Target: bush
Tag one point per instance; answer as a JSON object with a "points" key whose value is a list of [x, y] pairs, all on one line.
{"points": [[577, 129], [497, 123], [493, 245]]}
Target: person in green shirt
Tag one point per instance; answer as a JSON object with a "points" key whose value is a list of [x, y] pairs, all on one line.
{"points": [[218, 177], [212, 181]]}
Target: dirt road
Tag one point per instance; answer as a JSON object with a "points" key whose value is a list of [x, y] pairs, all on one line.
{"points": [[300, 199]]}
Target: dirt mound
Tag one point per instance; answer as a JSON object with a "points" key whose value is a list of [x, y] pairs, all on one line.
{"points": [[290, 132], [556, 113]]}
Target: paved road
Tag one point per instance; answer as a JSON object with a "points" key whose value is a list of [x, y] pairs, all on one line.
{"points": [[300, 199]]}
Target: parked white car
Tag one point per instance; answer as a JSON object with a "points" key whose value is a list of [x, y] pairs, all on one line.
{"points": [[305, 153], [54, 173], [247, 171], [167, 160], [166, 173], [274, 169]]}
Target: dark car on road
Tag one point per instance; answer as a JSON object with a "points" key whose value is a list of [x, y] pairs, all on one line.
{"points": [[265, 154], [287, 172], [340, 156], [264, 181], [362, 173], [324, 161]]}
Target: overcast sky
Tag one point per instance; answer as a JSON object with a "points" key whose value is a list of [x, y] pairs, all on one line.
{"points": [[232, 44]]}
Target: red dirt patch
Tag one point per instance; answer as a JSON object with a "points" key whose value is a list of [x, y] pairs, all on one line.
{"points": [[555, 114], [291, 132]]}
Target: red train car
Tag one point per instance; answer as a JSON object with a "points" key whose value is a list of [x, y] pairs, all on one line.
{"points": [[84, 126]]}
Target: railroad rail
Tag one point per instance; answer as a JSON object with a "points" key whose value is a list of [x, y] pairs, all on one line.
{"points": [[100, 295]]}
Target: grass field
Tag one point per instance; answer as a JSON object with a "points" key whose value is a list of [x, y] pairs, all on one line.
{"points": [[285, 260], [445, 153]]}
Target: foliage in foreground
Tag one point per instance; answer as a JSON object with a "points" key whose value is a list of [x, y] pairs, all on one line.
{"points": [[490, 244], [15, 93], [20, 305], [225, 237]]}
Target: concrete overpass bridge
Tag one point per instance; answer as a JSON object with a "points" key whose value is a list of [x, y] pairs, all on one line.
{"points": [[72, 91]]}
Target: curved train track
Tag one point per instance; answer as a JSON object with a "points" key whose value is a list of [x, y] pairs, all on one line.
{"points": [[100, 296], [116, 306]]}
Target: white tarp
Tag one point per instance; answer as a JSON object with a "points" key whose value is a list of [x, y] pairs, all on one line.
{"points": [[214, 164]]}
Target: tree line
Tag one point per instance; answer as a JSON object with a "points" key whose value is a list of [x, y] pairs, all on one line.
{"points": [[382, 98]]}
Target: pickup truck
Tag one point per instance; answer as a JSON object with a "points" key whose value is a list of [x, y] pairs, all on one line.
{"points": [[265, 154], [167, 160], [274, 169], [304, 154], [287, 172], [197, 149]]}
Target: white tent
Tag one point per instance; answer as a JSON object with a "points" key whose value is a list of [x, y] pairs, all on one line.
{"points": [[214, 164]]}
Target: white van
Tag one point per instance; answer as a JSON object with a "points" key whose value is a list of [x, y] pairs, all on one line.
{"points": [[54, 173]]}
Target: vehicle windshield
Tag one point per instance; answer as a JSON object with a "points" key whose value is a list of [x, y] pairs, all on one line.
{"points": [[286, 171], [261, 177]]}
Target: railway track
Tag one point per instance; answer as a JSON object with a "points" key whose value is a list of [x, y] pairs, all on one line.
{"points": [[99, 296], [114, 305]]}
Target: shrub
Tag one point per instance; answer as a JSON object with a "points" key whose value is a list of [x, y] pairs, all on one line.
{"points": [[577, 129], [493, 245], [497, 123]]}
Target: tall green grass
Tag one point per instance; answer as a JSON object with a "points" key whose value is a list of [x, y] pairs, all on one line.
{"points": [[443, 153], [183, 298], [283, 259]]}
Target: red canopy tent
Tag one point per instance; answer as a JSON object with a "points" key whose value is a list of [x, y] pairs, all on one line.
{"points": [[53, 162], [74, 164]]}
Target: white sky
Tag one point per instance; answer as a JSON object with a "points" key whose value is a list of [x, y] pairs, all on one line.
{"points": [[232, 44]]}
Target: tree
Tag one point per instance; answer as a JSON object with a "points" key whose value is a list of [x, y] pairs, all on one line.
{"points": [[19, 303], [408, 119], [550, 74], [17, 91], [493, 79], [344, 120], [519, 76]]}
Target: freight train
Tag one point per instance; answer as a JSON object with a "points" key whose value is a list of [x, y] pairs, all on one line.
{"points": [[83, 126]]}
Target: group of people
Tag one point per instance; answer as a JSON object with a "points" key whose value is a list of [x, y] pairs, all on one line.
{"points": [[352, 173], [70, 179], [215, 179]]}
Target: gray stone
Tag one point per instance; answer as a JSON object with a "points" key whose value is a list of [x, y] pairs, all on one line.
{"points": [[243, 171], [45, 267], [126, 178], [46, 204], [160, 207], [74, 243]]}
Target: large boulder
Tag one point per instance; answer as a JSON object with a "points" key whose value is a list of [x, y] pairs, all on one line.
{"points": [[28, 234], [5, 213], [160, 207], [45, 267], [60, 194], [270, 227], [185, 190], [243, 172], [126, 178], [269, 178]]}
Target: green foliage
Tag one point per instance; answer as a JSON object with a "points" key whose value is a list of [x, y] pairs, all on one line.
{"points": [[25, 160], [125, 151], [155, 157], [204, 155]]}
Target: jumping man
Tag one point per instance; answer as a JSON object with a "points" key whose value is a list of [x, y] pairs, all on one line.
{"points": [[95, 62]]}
---+---
**TASK BRIEF**: Output every line of the listing above again, word for word and unchanged.

**THE SOLUTION**:
Target: bush
Tag one point per instance; answer as a JSON object with a "points" key whose value is a list of [x, y] pairs, all on one line.
{"points": [[577, 129], [497, 123], [493, 245]]}
Target: person in green shirt
Tag one point per instance; answer as a JSON object with a "points" key whose value is a list of [x, y] pairs, all on one line.
{"points": [[218, 177], [212, 181]]}
Target: dirt road
Tag one point per instance; answer as a JSON object with a "points" key whose value is a list of [x, y] pairs, all on one line.
{"points": [[300, 199]]}
Target: dirt mound
Tag one point per instance; answer as a JSON object with a "points" key whose value is a list of [x, y] pairs, all on one line.
{"points": [[290, 132], [556, 113]]}
Target: paved road
Tag one point per instance; answer as a JSON object with a "points" key whose value is a list of [x, y] pairs, all on one line.
{"points": [[300, 199]]}
Target: parked white car
Tag one point per instance; answer as a JSON object with a "points" key whose value is a list of [x, y] pairs, all on one line.
{"points": [[305, 153], [54, 173], [247, 171], [167, 160], [166, 173], [274, 169]]}
Target: dark car on road
Tag one point per instance; answer as a JSON object with a "points" key whose value is a list of [x, y] pairs, all on one line.
{"points": [[265, 154], [287, 172], [340, 156], [264, 181], [362, 173], [324, 161]]}
Target: overcast sky
Tag one point per instance; answer as a JSON object with a "points" key whose value is a list of [x, y] pairs, all on one line.
{"points": [[232, 44]]}
Target: red dirt patch
Tag one point per instance; answer as a JSON object with a "points" key whose value is a list of [x, y] pairs, all on one line.
{"points": [[555, 114], [291, 132]]}
Target: red train car
Tag one point per instance; answer as a JSON object with a "points" key whose value is a list of [x, y] pairs, all on one line.
{"points": [[84, 126]]}
Target: railroad rail
Tag one point per instance; answer as a JSON object with a "points" key whose value is a list of [x, y] pairs, all on one line.
{"points": [[100, 295]]}
Target: grass field
Tag one point per instance; answer as a JSON object with a "points" key whose value is a list of [x, y] pairs, all on one line.
{"points": [[285, 260], [445, 153]]}
Target: foliage in foreground
Tag one point per instance; answer as a JSON object with a "points" key whose value is a list of [x, y] pairs, all on one line.
{"points": [[490, 244], [15, 93], [20, 305], [225, 237]]}
Target: concrete overpass bridge
Tag one point per instance; answer as a JSON object with a "points" key whose value is a list of [x, y] pairs, all on one line.
{"points": [[72, 91]]}
Target: curved train track
Tag one point per instance; answer as a JSON object with a "points" key whose value is a list of [x, y] pairs, all on one line.
{"points": [[100, 296], [116, 306]]}
Target: white tarp
Tag one point per instance; answer as a JSON object with a "points" key whose value is a list of [x, y] pairs, all on one line.
{"points": [[214, 164]]}
Target: tree line
Tag one point per instance; answer as a JSON object with a "points" key whose value is a list of [x, y] pairs, all on one line.
{"points": [[382, 98]]}
Target: pickup truck
Tag one point per instance; answer as a JSON object with a "points" key whose value is a list of [x, y] pairs, all on one line.
{"points": [[265, 154], [167, 160], [274, 169], [304, 154], [287, 172], [197, 149]]}
Target: white tent
Tag one point per instance; answer as a JSON object with a "points" key whose value is a list of [x, y] pairs, all on one line.
{"points": [[214, 164]]}
Target: white van
Tag one point per instance; answer as a JSON object with a "points" key whose value is a list of [x, y] pairs, all on one line.
{"points": [[54, 173]]}
Target: vehicle windshield
Tag one point per instance; answer as a JSON object with a "points" key whose value is a list of [x, y] pairs, all on one line.
{"points": [[286, 171], [261, 177]]}
Target: railway track
Tag one point per instance; answer as a JSON object with a "points" key whose value is a list of [x, y] pairs, all on one line.
{"points": [[99, 296], [114, 305]]}
Target: shrub
Tag one point per instance; answer as a JSON object with a "points" key whose value is a list of [x, y] pairs, all on one line.
{"points": [[577, 129], [493, 245], [497, 123]]}
Target: tall green grass
Tag one point per instance; answer as a JSON object with a "points" key whose value is a list of [x, y] pairs, all on one line.
{"points": [[443, 153], [183, 298], [283, 259]]}
Target: red canopy tent
Tag one point per instance; answer as a JSON object with a "points" key whose value is a list of [x, y] pairs, all on one line.
{"points": [[53, 162], [74, 164]]}
Target: white sky
Tag one point per instance; answer as a JSON object with a "points" key whose value is a list of [x, y] pairs, all on one line.
{"points": [[232, 44]]}
Target: tree
Tag one point per instance; answer as a JSON object with a "points" key whose value is a list of [x, y] pairs, all on one line.
{"points": [[19, 303], [408, 119], [550, 74], [17, 91], [493, 79], [344, 120], [519, 76]]}
Target: freight train
Tag one point per instance; answer as a JSON object with a "points" key whose value is a list of [x, y] pairs, all on one line.
{"points": [[83, 126]]}
Target: group of people
Tag one point per instance; answer as a JSON object with a "points" key whose value is a list of [x, y] pairs, all on one line.
{"points": [[352, 173], [70, 179], [215, 179]]}
Target: gray stone
Tag one point per instance; answer as a JSON object with a "points" key whose value is a list of [x, y] pairs, all on one line.
{"points": [[243, 171], [45, 267], [126, 178], [46, 204], [160, 207], [74, 243]]}
Target: large boulder
Tag one point per instance; answer as a JSON object with a "points" key whose value is a list of [x, y] pairs, all on one line.
{"points": [[28, 234], [5, 213], [160, 207], [45, 267], [60, 194], [270, 227], [185, 190], [243, 172], [126, 178], [269, 178]]}
Target: green foliage
Tag one point per instance; answer as a JSON object with a "points" key whose value is a list of [x, y] pairs, all on one line.
{"points": [[25, 160], [125, 151], [155, 157], [204, 155]]}
Target: jumping man
Tag one point per instance; answer as a JSON object with a "points" key whose value is a list of [x, y] pairs, all on one line.
{"points": [[95, 62]]}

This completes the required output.